__Task directions__
Rewrite every item with "Annotation task" swapped for "Labeling task" and nothing else altered.
>>
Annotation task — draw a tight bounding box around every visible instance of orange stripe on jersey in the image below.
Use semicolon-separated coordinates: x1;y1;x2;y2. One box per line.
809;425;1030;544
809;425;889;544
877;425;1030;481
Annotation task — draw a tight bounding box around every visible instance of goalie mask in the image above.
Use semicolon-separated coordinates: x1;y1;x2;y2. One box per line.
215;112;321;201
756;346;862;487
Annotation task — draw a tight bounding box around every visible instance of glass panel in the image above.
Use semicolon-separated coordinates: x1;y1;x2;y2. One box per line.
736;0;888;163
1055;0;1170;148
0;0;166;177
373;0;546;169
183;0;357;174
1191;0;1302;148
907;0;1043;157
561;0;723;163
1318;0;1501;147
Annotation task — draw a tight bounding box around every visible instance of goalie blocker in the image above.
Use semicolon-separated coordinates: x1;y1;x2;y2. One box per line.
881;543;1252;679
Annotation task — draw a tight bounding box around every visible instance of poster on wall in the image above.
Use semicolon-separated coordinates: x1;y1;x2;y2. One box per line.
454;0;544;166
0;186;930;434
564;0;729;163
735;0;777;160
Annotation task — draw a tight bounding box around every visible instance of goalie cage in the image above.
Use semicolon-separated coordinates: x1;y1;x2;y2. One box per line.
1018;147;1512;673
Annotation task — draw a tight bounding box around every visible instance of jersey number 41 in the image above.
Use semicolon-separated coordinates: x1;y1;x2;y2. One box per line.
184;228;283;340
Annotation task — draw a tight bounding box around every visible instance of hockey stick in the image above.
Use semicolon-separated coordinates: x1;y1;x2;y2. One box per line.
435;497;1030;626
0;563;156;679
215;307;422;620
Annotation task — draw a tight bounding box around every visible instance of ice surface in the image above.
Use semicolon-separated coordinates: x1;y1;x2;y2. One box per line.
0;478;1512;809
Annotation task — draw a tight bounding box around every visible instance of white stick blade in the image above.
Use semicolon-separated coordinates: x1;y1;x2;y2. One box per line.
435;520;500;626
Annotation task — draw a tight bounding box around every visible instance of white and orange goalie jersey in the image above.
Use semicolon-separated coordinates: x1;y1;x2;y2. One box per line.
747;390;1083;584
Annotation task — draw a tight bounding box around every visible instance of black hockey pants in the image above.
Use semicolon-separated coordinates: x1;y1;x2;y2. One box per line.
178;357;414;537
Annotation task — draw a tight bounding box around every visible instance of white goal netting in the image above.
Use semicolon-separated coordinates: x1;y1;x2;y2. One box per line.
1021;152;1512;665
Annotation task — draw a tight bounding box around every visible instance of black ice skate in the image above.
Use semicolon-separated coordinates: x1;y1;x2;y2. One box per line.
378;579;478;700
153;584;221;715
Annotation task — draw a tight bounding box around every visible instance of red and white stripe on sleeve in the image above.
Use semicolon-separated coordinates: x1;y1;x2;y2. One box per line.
<<
__Task output__
Labeling task — draw a tight bounding box around every visible instance of orange stripe on jersey in the image below.
Use semicolon-separated coordinates: x1;y1;x2;y2. One box per line.
809;425;1030;544
809;425;889;544
877;425;1030;481
Labeling task — draw a tight bounding box around every visible instance of goalie mask in the image above.
Use semicolon-separated coordinates: x1;y1;x2;y2. One box per line.
215;112;321;201
756;346;862;487
Labeling task — draw a tight bounding box around every visible instance of glass panel in the image above.
Use semicolon-separated coordinates: x1;y1;x2;y2. One box per line.
736;0;888;163
1055;0;1170;148
0;0;166;177
373;0;546;169
183;0;357;174
1191;0;1302;148
907;0;1043;157
561;0;723;163
1318;0;1501;147
Labeling task — draw a tight bounding box around every visible instance of goalie blocker in the image above.
Use semicolon-separated coordinates: x1;y1;x2;y2. One box per line.
881;543;1252;679
Labeling task — draw a tight bounding box around every visible instance of poster on wall in the image above.
Use semicolon-separated coordinates: x1;y1;x2;y2. One box per line.
454;0;544;166
0;186;930;434
564;0;729;163
735;0;777;160
Labeling task — draw a tight bounding box around every visible instance of goalie cage in the image above.
Use semicolon-separated coordinates: x1;y1;x2;y2. One box per line.
1018;147;1512;673
Labeling task — draw a tight bounding box around every visible instance of jersey number 41 in the image above.
Use semicolon-separated coordinates: x1;y1;x2;y2. One box per line.
184;228;283;340
Labeling task — draw a tight bounding box around every visible instance of hockey stick in the image above.
Use semicolon-separated coordinates: x1;y1;x2;y2. One box per line.
435;497;1030;626
0;563;156;679
215;307;422;620
Labeling task — draw a tight bounding box around every visible instance of ice surface in the image above.
Use semicolon-separated coordinates: x1;y1;x2;y2. One box per line.
0;478;1512;809
Labeling task — draw a tight bounding box around every visible instance of white stick blade in the image above.
Use semicolon-separated coordinates: x1;y1;x2;y2. One box per line.
435;520;500;626
Labeling task — draw a tight bounding box around every visible instance of white and orange goalie jersey in the image above.
Use semicolon-separated coordinates: x1;y1;x2;y2. One box per line.
747;390;1083;584
Labeling task — draw a tight bounding box around every visible instance of black hockey pants in the image above.
Use semicolon-separated coordinates: x1;y1;x2;y2. One box per line.
178;357;414;537
Labeling task — draw a tight bounding box around every visible instance of white goal netting in the image above.
Use semicolon-separated coordinates: x1;y1;x2;y2. One box per line.
1021;152;1512;665
Labeling task — draw a tight bounding box around every visible instance of black ice skate in the image above.
Use semicolon-separated coordinates: x1;y1;x2;y2. One box per line.
378;579;478;700
153;584;221;715
Labeling task — draw a tight bounding box around every visible instance of red and white stripe on sleeve in the image above.
Use semicolon-separated coordinates: x1;y1;x2;y2. One box per line.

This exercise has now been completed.